> [Brief]: All of the entries below are to be retyped exactly.
##### Provided data #####
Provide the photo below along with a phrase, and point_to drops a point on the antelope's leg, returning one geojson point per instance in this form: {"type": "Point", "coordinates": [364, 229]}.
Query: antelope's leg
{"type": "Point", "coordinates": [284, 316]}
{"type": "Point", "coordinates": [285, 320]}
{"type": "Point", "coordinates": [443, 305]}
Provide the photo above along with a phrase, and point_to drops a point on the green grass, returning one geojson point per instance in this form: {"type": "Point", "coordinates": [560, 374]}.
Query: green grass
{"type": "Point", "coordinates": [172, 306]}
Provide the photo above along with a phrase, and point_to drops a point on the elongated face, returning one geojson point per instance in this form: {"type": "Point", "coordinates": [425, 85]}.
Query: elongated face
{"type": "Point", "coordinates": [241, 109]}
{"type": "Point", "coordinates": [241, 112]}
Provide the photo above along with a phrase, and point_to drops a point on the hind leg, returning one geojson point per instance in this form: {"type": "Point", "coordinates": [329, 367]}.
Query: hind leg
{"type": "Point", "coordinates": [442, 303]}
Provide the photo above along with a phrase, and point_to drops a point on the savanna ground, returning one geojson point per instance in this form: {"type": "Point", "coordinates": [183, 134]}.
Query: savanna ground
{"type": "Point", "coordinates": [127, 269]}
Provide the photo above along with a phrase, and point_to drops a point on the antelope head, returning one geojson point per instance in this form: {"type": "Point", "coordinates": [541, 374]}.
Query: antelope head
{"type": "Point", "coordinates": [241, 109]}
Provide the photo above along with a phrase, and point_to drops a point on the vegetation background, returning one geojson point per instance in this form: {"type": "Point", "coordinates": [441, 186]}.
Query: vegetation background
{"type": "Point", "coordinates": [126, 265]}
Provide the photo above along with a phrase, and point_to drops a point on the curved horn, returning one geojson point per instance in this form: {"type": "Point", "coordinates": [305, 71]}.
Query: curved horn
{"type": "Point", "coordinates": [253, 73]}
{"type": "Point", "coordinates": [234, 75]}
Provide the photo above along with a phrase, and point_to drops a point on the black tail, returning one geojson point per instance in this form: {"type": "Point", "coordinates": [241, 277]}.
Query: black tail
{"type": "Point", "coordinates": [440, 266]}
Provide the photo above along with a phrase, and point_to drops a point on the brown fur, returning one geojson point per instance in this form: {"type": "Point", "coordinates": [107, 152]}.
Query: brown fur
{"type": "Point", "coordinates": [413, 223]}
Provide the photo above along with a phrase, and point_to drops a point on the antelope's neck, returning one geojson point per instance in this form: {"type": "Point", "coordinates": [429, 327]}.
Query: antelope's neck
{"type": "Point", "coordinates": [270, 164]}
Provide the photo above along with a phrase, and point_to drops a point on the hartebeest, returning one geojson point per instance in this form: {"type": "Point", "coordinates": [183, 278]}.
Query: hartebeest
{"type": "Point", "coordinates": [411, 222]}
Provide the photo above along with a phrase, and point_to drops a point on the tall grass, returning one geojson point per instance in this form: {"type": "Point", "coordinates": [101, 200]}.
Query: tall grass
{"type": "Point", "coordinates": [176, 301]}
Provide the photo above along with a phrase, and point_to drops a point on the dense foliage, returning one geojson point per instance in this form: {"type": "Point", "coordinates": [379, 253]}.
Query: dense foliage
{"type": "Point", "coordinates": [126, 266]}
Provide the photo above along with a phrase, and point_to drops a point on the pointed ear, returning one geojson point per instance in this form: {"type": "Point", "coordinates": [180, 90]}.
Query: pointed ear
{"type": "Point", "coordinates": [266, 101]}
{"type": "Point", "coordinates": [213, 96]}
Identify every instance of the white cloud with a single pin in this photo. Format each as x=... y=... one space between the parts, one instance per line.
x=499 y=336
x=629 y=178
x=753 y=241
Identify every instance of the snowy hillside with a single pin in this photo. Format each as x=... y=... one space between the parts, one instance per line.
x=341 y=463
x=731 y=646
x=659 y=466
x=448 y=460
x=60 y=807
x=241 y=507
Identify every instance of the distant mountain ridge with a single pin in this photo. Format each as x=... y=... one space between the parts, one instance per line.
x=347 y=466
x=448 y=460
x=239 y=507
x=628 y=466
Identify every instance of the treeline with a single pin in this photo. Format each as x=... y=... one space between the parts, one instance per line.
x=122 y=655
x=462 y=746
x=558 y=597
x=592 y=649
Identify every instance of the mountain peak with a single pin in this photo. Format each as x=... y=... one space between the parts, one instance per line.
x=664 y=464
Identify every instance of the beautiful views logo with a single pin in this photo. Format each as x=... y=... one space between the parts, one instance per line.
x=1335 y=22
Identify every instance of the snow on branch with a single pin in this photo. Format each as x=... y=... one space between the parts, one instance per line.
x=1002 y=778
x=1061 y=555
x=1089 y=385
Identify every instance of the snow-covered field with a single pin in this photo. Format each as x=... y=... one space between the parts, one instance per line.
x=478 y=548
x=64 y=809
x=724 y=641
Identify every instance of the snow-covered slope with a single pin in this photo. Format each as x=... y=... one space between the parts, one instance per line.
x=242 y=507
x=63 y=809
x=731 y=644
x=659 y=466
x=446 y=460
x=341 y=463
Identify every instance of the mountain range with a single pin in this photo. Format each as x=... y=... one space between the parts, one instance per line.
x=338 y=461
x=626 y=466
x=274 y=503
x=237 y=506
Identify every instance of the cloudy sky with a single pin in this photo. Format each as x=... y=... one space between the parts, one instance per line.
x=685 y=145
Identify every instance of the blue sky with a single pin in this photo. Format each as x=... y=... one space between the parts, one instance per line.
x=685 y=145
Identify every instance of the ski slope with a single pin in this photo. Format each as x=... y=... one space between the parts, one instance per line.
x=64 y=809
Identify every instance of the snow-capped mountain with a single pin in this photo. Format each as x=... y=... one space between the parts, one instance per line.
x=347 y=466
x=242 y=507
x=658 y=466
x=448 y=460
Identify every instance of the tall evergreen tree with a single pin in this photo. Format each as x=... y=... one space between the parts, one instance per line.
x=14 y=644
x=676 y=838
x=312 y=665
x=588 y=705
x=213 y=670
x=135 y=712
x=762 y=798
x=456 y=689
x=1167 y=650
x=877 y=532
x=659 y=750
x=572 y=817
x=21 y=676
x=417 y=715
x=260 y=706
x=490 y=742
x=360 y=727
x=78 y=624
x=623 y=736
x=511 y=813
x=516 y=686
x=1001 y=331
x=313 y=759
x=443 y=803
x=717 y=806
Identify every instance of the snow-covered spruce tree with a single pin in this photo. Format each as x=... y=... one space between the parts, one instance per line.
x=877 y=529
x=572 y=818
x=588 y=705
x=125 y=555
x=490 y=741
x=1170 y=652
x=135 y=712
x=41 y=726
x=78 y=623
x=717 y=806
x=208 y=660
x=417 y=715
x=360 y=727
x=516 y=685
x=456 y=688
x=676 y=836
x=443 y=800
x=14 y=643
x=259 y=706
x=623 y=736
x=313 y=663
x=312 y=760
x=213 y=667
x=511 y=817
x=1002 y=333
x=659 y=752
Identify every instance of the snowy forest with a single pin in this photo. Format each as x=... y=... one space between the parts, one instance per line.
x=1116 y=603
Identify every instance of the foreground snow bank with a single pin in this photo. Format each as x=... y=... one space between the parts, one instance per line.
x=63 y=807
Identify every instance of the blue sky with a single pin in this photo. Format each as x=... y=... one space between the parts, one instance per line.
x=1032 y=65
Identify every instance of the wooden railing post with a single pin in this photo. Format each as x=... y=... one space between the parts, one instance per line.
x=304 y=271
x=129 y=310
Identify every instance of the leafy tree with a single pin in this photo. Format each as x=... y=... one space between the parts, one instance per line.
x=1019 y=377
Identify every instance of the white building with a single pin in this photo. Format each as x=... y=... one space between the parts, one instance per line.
#####
> [Output for this task]:
Provide the photo below along with a phrase, and point_to drops a point on the antelope's leg, returning one geojson point per instance in this form: {"type": "Point", "coordinates": [364, 229]}.
Query: antelope's leg
{"type": "Point", "coordinates": [284, 316]}
{"type": "Point", "coordinates": [285, 320]}
{"type": "Point", "coordinates": [443, 305]}
Provide the photo above along with a phrase, and point_to drops a point on the green grass, returning one geojson point per instance in this form: {"type": "Point", "coordinates": [560, 374]}.
Query: green grass
{"type": "Point", "coordinates": [172, 306]}
Provide the photo above along with a phrase, and point_to drops a point on the elongated face, returning one geojson point per instance in this form: {"type": "Point", "coordinates": [425, 85]}.
Query: elongated face
{"type": "Point", "coordinates": [241, 109]}
{"type": "Point", "coordinates": [241, 112]}
Provide the photo above along with a phrase, and point_to drops a point on the hind leg, returning one geojson point per instance in this form: {"type": "Point", "coordinates": [329, 367]}.
Query: hind leg
{"type": "Point", "coordinates": [442, 303]}
Provide the photo above along with a phrase, and point_to drops a point on the savanna ground, returning one geojson point per instance in this form: {"type": "Point", "coordinates": [183, 134]}.
Query: savanna ground
{"type": "Point", "coordinates": [127, 269]}
Provide the photo above along with a phrase, and point_to drops a point on the antelope head, returning one geojson point per instance in this form: {"type": "Point", "coordinates": [541, 374]}.
Query: antelope head
{"type": "Point", "coordinates": [241, 109]}
Provide the photo above along with a phrase, and point_to drops a point on the vegetation background, returning one geojson point per instance in this form: {"type": "Point", "coordinates": [441, 186]}.
Query: vegetation background
{"type": "Point", "coordinates": [126, 265]}
Provide the photo above along with a phrase, and point_to drops a point on the curved horn, returning one geojson point per instance in this form: {"type": "Point", "coordinates": [305, 71]}.
Query: curved horn
{"type": "Point", "coordinates": [253, 73]}
{"type": "Point", "coordinates": [234, 75]}
Provide the photo above along with a phrase, and point_to drops a point on the black tail, returning one geojson point per instance in this form: {"type": "Point", "coordinates": [241, 277]}.
Query: black tail
{"type": "Point", "coordinates": [440, 266]}
Provide the photo above along with a phrase, and point_to drops a point on the brown fur, returning one geojson point per instance in this form: {"type": "Point", "coordinates": [107, 152]}.
Query: brown fur
{"type": "Point", "coordinates": [413, 223]}
Provide the photo above along with a phrase, and point_to drops a point on the antelope's neck, returning one geojson point per instance in this form: {"type": "Point", "coordinates": [429, 327]}.
Query: antelope's neck
{"type": "Point", "coordinates": [270, 164]}
Provide the photo above along with a phrase, and point_to drops a point on the hartebeest, returning one geojson point per instance in this form: {"type": "Point", "coordinates": [183, 278]}.
Query: hartebeest
{"type": "Point", "coordinates": [411, 222]}
Provide the photo above along with a phrase, and point_to drops a point on the tall grass, returning one geojson point per instance in this form: {"type": "Point", "coordinates": [101, 200]}.
Query: tall grass
{"type": "Point", "coordinates": [176, 301]}
Provide the photo above along with a phrase, and point_to drops a point on the dense foliage, returning one geojson point per instance in this form: {"type": "Point", "coordinates": [379, 253]}.
Query: dense foliage
{"type": "Point", "coordinates": [126, 266]}
Provide the photo above along with a phrase, and point_to drops a point on the pointed ear, returning one geojson point per instance in this form: {"type": "Point", "coordinates": [180, 90]}.
Query: pointed ear
{"type": "Point", "coordinates": [266, 101]}
{"type": "Point", "coordinates": [213, 96]}
Identify every instance of the white cloud with a single pin in this photo. Format each as x=... y=... one space between the parts, one instance per line.
x=499 y=336
x=629 y=178
x=753 y=241
Identify every instance of the snowy hillside with a single pin in this photo. Format each as x=... y=... one space between the parts, one instance per line.
x=341 y=463
x=731 y=646
x=659 y=466
x=448 y=460
x=60 y=807
x=241 y=507
Identify every instance of the distant mountain ridge with a single pin in this photo. Format each as x=... y=... one space between the parts, one instance per line.
x=347 y=466
x=448 y=460
x=239 y=507
x=628 y=466
Identify every instance of the treeline with a single pin in this photo. Format each as x=... y=... one space between the parts, one instance per line.
x=122 y=655
x=462 y=746
x=558 y=597
x=592 y=649
Identify every instance of the mountain peak with a single pin in this photo. Format each as x=... y=... one space between the parts, one instance per line.
x=664 y=464
Identify every instance of the beautiful views logo with a single pin in this photo. Format each as x=... y=... one space between the parts, one instance per line.
x=1335 y=22
Identify every instance of the snow on branch with a single pin in this photo. Format each as x=... y=... one space between the parts, one instance per line.
x=1002 y=778
x=1061 y=555
x=1089 y=385
Identify every instance of the snow-covered field with a single pin in this photo. Format each as x=... y=... one space between the parts, one instance per line.
x=478 y=548
x=64 y=809
x=724 y=641
Identify every instance of the snow-covered slope with a single pin in this photo. Format each as x=... y=... one space between the parts, one instance per line.
x=242 y=507
x=63 y=809
x=731 y=644
x=659 y=466
x=446 y=460
x=341 y=463
Identify every instance of the mountain range with a single pin in this photo. Format each as x=... y=... one space between the parts, one instance per line.
x=338 y=461
x=626 y=466
x=274 y=503
x=237 y=506
Identify every instance of the cloudy sky with a single pin in this photo. Format each as x=... y=... one space between the parts, one instance per line.
x=685 y=145
Identify every instance of the blue sky with a single pin in this photo. Format each as x=... y=... one space between the parts, one instance per line.
x=685 y=145
Identify every instance of the ski slope with a single pin in this photo. Format each as x=... y=... one space between the parts, one instance per line.
x=64 y=809
Identify every instance of the snow-capped mountain with a single pin in this photo. Format each as x=... y=... one space between the parts, one instance per line.
x=347 y=466
x=242 y=507
x=658 y=466
x=448 y=460
Identify every instance of the tall evergreen tree with a single pin in this photo. Format each as x=... y=... one space between the parts, one instance per line.
x=14 y=644
x=676 y=838
x=312 y=665
x=588 y=705
x=213 y=670
x=135 y=712
x=762 y=798
x=456 y=689
x=1167 y=650
x=877 y=532
x=659 y=750
x=572 y=817
x=21 y=676
x=417 y=715
x=260 y=706
x=490 y=742
x=360 y=727
x=78 y=624
x=623 y=736
x=511 y=813
x=516 y=686
x=1001 y=331
x=313 y=759
x=443 y=803
x=717 y=806
Identify every instance of the snow-covered spruce tree with a single pin in this photo. Format each as x=... y=... one space between the parts, one instance per line.
x=877 y=529
x=572 y=818
x=588 y=705
x=125 y=555
x=490 y=741
x=1170 y=652
x=135 y=712
x=41 y=726
x=78 y=623
x=717 y=806
x=208 y=660
x=417 y=715
x=360 y=727
x=516 y=685
x=456 y=688
x=676 y=836
x=443 y=800
x=14 y=643
x=259 y=706
x=623 y=736
x=313 y=663
x=312 y=760
x=213 y=667
x=511 y=817
x=1002 y=333
x=659 y=752
Identify every instance of the snowy forest with a single pin in this photo. Format each as x=... y=... one space between the parts, one instance per line.
x=1116 y=603
Identify every instance of the foreground snow bank with a single pin in this photo. Format each as x=... y=... one space between the parts, one instance per line.
x=63 y=807
Identify every instance of the blue sky with a single pin in this photo. Format each as x=... y=... one space between the parts, one instance per line.
x=1032 y=65
Identify every instance of the wooden railing post with a single pin in this photo. Format each as x=... y=... one space between the parts, one instance per line.
x=304 y=271
x=129 y=310
Identify every instance of the leafy tree with a single pin in this photo. Format each as x=... y=... one space between the parts, one instance per line.
x=1019 y=377
Identify every instance of the white building with a single pin in this photo. Format each as x=... y=... one space between the parts, one instance per line.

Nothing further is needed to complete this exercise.